** start **

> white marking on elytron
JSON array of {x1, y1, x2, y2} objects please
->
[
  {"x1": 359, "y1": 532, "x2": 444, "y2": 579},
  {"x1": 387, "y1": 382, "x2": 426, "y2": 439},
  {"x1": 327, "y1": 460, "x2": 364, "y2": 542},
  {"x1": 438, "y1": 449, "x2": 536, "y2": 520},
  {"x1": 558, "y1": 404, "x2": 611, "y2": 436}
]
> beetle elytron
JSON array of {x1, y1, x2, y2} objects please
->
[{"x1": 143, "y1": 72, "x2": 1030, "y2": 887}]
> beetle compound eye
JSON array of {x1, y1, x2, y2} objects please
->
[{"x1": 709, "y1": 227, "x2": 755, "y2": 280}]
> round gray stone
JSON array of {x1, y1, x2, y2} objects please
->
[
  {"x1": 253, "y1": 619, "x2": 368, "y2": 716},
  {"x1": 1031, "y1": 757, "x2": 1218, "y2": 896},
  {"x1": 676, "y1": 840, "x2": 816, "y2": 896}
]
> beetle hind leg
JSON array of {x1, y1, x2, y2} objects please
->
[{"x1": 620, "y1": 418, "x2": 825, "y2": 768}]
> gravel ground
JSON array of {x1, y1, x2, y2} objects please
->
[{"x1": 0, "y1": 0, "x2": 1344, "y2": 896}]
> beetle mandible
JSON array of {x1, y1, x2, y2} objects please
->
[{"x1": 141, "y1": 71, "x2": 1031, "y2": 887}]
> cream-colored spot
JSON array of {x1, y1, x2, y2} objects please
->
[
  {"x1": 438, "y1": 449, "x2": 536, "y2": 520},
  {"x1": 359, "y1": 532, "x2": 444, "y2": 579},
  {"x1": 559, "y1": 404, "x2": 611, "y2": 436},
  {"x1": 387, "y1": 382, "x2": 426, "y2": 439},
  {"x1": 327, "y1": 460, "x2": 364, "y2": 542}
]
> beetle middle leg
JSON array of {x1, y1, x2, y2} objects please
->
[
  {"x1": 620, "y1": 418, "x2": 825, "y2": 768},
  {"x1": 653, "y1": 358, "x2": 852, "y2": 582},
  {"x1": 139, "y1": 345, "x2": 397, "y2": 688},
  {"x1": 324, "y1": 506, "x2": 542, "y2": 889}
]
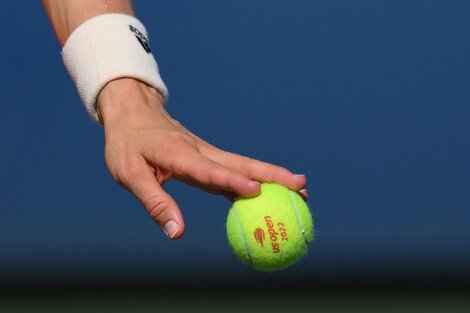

** end **

Swap every "beetle" in these lines for "insect" and give the lines back otherwise unchanged, leaving out the picture.

> white marking on elytron
JSON array of {x1, y1, x2, y2} objects please
->
[
  {"x1": 359, "y1": 532, "x2": 444, "y2": 579},
  {"x1": 387, "y1": 382, "x2": 426, "y2": 439},
  {"x1": 327, "y1": 460, "x2": 364, "y2": 542},
  {"x1": 438, "y1": 449, "x2": 536, "y2": 520},
  {"x1": 558, "y1": 404, "x2": 611, "y2": 436}
]
> insect elytron
JSON array of {x1, y1, x2, y2} objects please
->
[{"x1": 143, "y1": 72, "x2": 1030, "y2": 887}]
> insect compound eye
JSON array of {x1, y1, x2, y2} objects please
->
[{"x1": 709, "y1": 227, "x2": 755, "y2": 280}]
> round gray stone
JSON array of {x1, y1, x2, y2} objects please
->
[
  {"x1": 253, "y1": 619, "x2": 368, "y2": 716},
  {"x1": 1031, "y1": 757, "x2": 1218, "y2": 896},
  {"x1": 676, "y1": 840, "x2": 816, "y2": 896}
]
> insect hind leg
JSON array of {x1, y1, x2, y2} objects please
->
[{"x1": 620, "y1": 418, "x2": 825, "y2": 768}]
> gravel ground
JSON array of {x1, y1, x2, y2} objects please
->
[{"x1": 0, "y1": 0, "x2": 1344, "y2": 896}]
> insect mandible
JSON array of {x1, y1, x2, y2} objects please
->
[{"x1": 141, "y1": 71, "x2": 1031, "y2": 887}]
> cream-colored spot
JSON array of {x1, y1, x2, y2} objects please
->
[
  {"x1": 438, "y1": 449, "x2": 536, "y2": 520},
  {"x1": 359, "y1": 532, "x2": 444, "y2": 579},
  {"x1": 559, "y1": 404, "x2": 611, "y2": 436},
  {"x1": 387, "y1": 382, "x2": 426, "y2": 439},
  {"x1": 327, "y1": 460, "x2": 364, "y2": 542}
]
> insect middle leg
JSON array of {x1, y1, x2, y2} objects please
->
[
  {"x1": 620, "y1": 418, "x2": 825, "y2": 768},
  {"x1": 653, "y1": 358, "x2": 852, "y2": 582},
  {"x1": 139, "y1": 345, "x2": 397, "y2": 688},
  {"x1": 324, "y1": 506, "x2": 542, "y2": 889}
]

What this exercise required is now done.